▸ **Data extracts**:

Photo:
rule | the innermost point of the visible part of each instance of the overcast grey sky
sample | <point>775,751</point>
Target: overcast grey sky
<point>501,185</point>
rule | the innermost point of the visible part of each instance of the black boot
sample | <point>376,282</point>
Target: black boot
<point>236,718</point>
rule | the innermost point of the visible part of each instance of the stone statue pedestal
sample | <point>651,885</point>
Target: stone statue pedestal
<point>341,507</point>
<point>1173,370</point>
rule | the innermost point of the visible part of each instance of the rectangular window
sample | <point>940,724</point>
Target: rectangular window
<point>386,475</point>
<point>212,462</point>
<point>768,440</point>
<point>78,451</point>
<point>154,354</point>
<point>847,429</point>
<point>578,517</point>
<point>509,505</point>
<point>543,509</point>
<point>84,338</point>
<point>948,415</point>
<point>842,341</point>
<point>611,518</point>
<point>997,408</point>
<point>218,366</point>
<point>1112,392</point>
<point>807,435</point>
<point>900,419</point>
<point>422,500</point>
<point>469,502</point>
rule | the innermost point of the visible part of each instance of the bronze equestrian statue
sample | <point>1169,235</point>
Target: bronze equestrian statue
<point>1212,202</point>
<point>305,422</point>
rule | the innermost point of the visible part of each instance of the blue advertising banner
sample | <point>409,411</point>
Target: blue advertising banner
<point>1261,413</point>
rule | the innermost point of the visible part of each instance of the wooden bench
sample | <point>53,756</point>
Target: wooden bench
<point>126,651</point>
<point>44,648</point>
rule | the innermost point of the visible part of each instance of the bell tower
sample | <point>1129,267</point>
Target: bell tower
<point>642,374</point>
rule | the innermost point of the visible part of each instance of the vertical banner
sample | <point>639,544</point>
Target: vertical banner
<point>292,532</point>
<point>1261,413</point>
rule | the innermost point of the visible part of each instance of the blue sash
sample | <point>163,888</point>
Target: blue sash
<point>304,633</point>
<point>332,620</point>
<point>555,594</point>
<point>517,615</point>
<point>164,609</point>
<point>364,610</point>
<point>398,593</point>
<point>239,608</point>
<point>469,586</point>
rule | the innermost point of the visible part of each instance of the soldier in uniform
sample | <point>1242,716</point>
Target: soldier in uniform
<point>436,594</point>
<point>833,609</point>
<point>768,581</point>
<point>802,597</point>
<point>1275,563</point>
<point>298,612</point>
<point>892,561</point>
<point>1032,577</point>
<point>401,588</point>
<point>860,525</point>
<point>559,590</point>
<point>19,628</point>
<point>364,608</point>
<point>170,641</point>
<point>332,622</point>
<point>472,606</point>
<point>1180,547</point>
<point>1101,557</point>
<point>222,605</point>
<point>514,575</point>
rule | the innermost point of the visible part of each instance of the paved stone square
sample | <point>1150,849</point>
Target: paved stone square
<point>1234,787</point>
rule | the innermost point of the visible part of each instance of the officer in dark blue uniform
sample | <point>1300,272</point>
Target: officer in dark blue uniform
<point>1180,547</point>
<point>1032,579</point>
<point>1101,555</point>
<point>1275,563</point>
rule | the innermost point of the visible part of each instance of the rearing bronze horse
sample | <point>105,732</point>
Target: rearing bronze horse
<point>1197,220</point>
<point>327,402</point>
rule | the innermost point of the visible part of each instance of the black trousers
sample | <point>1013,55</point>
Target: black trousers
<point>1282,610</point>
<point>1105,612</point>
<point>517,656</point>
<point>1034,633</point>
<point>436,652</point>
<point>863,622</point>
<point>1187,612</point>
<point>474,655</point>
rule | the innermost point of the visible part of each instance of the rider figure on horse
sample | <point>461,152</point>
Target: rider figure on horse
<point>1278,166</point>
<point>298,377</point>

▸ **Directions for this task**: Retype, exactly and in full, the lines above from the one containing "the black boot" through the one containing "sample | <point>651,885</point>".

▸ **Answer for this exercise**:
rule | the innermost point of the visible part of each instance of the black boot
sample | <point>376,282</point>
Target: black boot
<point>236,718</point>
rule | the innermost point of the visible part of each instance of the stone statue pedestal
sample | <point>651,885</point>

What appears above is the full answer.